REQUIREMENT> Format the lines below as a Markdown table with the columns Row and Text, numbering each line and skipping blank ones. Leave the pictures out.
>> START RECORD EXCERPTS
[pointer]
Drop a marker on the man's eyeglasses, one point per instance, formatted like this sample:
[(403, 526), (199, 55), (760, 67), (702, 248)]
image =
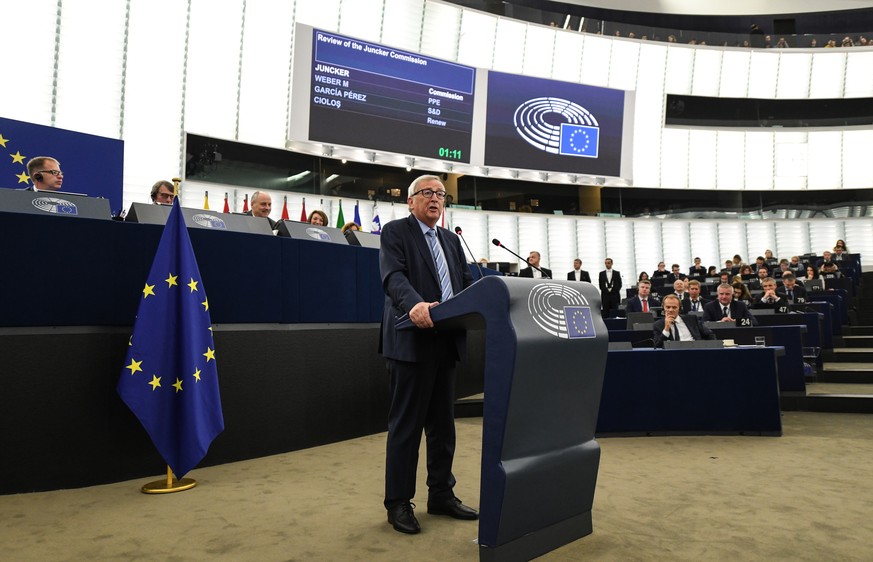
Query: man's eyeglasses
[(428, 193)]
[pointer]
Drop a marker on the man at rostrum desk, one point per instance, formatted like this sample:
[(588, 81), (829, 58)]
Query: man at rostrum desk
[(421, 265)]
>> END RECORD EXCERPTS
PROBLEM SOLUTION>
| Row | Text |
|---|---|
| 1 | [pointer] |
| 2 | Drop a marker on the man's eyeglasses, one point per instance, formatted like this sample: |
| 3 | [(403, 526), (199, 55), (760, 67), (702, 248)] |
| 4 | image = |
| 5 | Query: man's eyeglasses |
| 6 | [(428, 193)] |
| 7 | [pointer] |
| 8 | Drop a marker on the man at rostrum desk, one point per instance, formatted like this sample: |
| 9 | [(588, 81), (829, 58)] |
| 10 | Query: man at rostrum desk |
| 11 | [(421, 265)] |